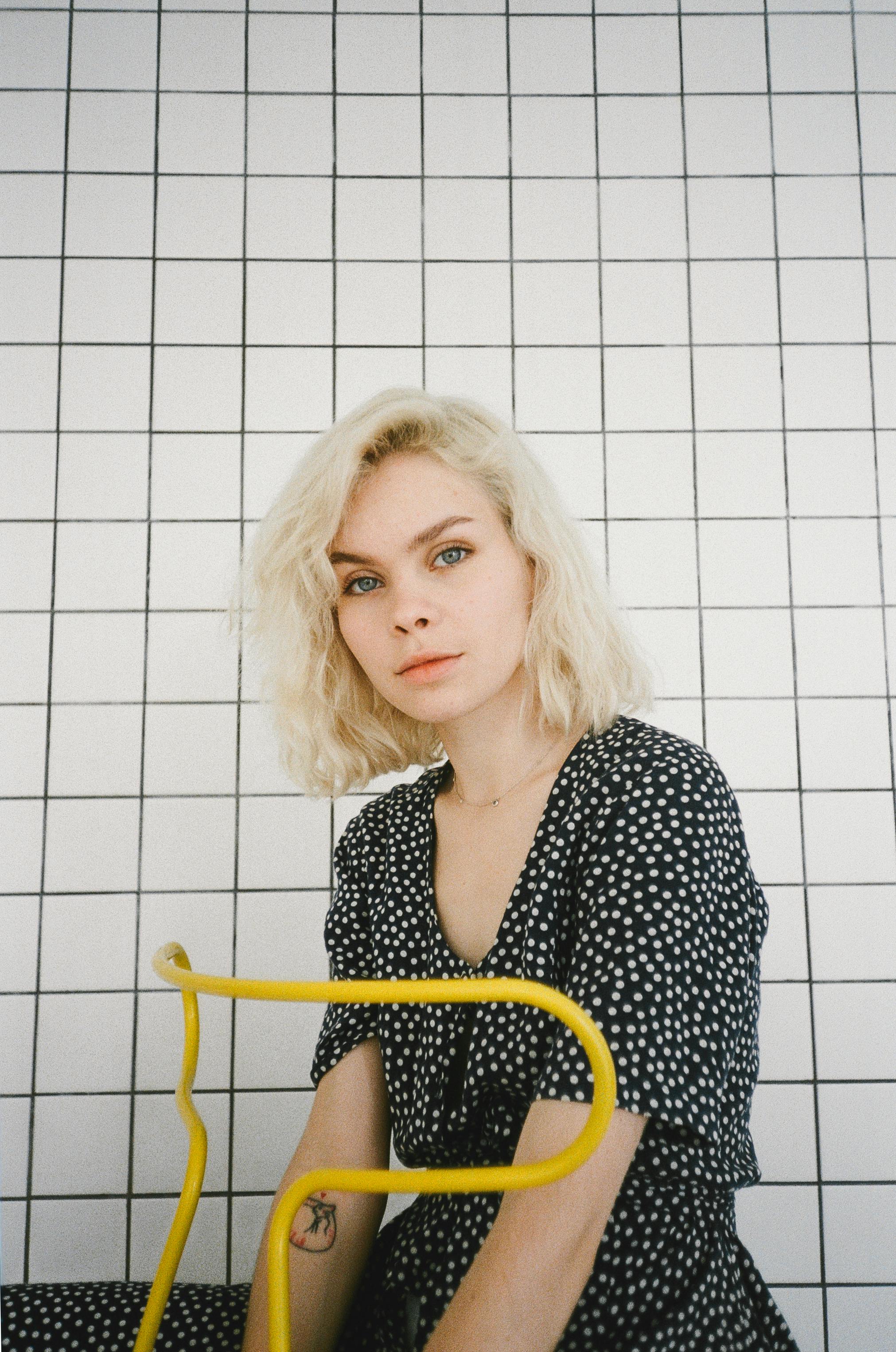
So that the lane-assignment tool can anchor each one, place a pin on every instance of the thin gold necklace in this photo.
(496, 801)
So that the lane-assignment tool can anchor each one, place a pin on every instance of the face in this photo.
(460, 589)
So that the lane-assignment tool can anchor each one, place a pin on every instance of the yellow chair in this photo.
(172, 965)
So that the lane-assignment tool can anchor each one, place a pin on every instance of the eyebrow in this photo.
(424, 537)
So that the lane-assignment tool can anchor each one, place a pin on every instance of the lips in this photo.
(424, 660)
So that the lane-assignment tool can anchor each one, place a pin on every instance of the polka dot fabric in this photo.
(637, 901)
(55, 1316)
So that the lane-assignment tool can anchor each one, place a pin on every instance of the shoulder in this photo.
(370, 825)
(635, 759)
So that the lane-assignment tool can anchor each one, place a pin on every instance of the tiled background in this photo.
(662, 242)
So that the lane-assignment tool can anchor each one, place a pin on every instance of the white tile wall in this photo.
(682, 291)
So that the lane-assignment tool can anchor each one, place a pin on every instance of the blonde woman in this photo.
(419, 598)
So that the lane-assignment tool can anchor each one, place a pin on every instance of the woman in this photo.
(563, 840)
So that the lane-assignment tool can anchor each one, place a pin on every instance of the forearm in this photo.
(330, 1243)
(515, 1297)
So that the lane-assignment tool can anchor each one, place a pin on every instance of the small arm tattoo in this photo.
(316, 1224)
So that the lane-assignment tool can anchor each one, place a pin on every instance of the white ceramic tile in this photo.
(200, 133)
(92, 844)
(840, 652)
(87, 943)
(741, 474)
(200, 922)
(465, 219)
(95, 750)
(815, 133)
(27, 465)
(857, 758)
(280, 936)
(114, 52)
(80, 1143)
(275, 1043)
(376, 218)
(649, 475)
(110, 214)
(849, 837)
(161, 1141)
(465, 134)
(290, 136)
(832, 474)
(12, 1228)
(105, 387)
(267, 1132)
(860, 1319)
(860, 1232)
(23, 733)
(728, 134)
(33, 51)
(783, 1129)
(14, 1148)
(755, 741)
(160, 1042)
(857, 1127)
(196, 477)
(802, 1308)
(468, 302)
(737, 387)
(378, 53)
(856, 1031)
(19, 951)
(780, 1228)
(21, 825)
(79, 1240)
(644, 302)
(84, 1043)
(553, 136)
(288, 390)
(465, 55)
(290, 53)
(98, 657)
(734, 302)
(722, 53)
(853, 932)
(190, 657)
(206, 1250)
(817, 218)
(33, 130)
(29, 299)
(784, 950)
(786, 1035)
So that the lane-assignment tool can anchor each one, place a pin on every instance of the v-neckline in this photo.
(434, 783)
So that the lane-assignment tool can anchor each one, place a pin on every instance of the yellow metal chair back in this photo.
(172, 965)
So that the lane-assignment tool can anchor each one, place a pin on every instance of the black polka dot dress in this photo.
(637, 901)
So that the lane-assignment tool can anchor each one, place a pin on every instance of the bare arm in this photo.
(333, 1232)
(525, 1282)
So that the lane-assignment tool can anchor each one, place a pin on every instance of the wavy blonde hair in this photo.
(335, 731)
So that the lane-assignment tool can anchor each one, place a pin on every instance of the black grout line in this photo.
(49, 687)
(146, 620)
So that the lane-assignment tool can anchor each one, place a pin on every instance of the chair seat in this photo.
(88, 1316)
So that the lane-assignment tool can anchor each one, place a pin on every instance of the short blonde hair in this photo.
(335, 731)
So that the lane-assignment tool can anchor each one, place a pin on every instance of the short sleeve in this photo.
(662, 948)
(348, 943)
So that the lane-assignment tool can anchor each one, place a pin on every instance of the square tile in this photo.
(84, 1043)
(780, 1228)
(79, 1240)
(82, 1143)
(87, 943)
(860, 1232)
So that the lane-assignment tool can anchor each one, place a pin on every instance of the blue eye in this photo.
(365, 578)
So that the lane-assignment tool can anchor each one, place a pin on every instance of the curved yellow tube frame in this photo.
(172, 965)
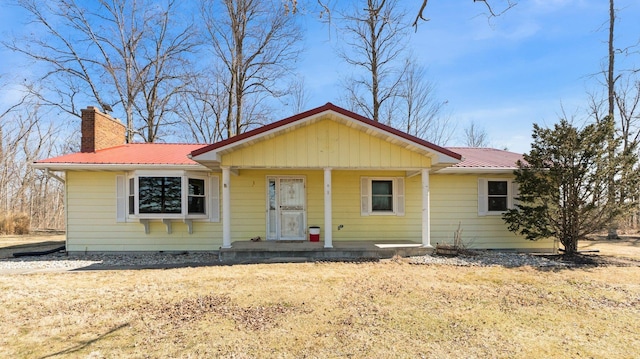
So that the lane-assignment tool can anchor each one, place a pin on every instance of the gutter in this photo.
(115, 167)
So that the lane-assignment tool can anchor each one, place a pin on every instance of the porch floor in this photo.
(301, 251)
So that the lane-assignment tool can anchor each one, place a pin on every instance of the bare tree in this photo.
(374, 42)
(257, 41)
(475, 136)
(418, 111)
(202, 109)
(298, 96)
(30, 198)
(123, 54)
(493, 11)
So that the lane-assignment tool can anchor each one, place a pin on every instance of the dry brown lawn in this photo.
(323, 310)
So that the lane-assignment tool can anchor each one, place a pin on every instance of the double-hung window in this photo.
(177, 194)
(382, 196)
(496, 195)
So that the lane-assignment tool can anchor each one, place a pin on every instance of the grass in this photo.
(323, 310)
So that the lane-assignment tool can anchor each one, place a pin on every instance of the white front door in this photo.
(286, 208)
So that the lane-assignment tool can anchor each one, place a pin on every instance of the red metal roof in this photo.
(486, 158)
(134, 153)
(327, 107)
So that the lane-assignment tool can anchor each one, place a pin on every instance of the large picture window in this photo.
(172, 194)
(159, 195)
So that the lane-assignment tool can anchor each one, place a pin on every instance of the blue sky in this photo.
(504, 74)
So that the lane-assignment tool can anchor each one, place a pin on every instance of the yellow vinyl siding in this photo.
(454, 200)
(91, 203)
(325, 144)
(91, 215)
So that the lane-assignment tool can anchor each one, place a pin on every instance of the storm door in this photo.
(286, 208)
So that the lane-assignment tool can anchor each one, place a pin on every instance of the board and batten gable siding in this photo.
(325, 143)
(92, 226)
(454, 201)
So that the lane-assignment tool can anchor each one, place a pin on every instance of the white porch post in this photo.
(226, 208)
(426, 210)
(328, 226)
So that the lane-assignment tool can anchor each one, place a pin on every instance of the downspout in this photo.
(54, 176)
(66, 212)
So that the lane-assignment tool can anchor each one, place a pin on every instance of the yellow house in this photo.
(327, 174)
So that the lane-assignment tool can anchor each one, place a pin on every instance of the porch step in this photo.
(300, 252)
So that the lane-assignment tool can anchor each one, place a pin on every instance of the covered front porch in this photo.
(304, 251)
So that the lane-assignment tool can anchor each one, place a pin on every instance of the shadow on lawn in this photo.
(86, 343)
(7, 252)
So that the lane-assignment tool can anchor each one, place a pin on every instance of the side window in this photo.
(196, 200)
(382, 196)
(132, 196)
(496, 195)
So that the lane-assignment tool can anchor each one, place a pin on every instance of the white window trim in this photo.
(212, 196)
(483, 195)
(366, 196)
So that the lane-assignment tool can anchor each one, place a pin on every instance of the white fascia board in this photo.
(116, 167)
(476, 170)
(211, 156)
(214, 155)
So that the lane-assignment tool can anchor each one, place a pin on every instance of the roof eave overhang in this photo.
(116, 167)
(214, 156)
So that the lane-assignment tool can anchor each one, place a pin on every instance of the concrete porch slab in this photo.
(263, 251)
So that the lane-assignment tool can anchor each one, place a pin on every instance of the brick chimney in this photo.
(99, 130)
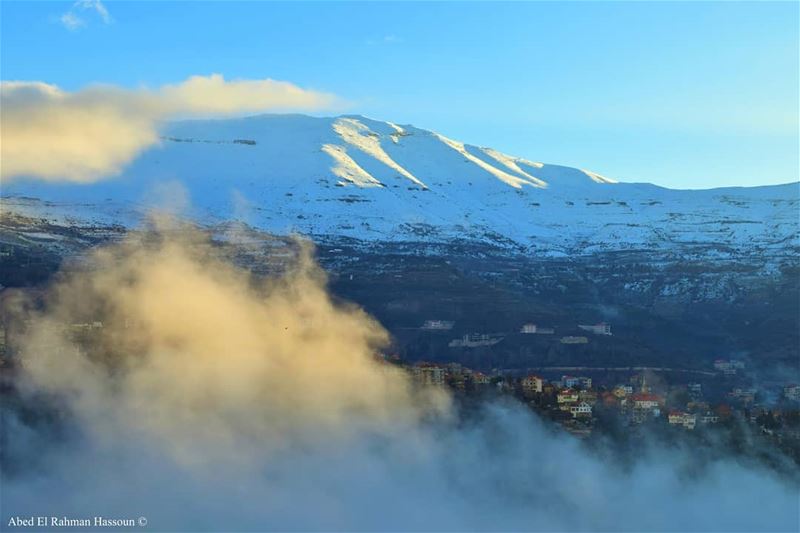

# Do this
Count the lines in the records above that contain the word "roof", and reply with the number alone.

# Written answer
2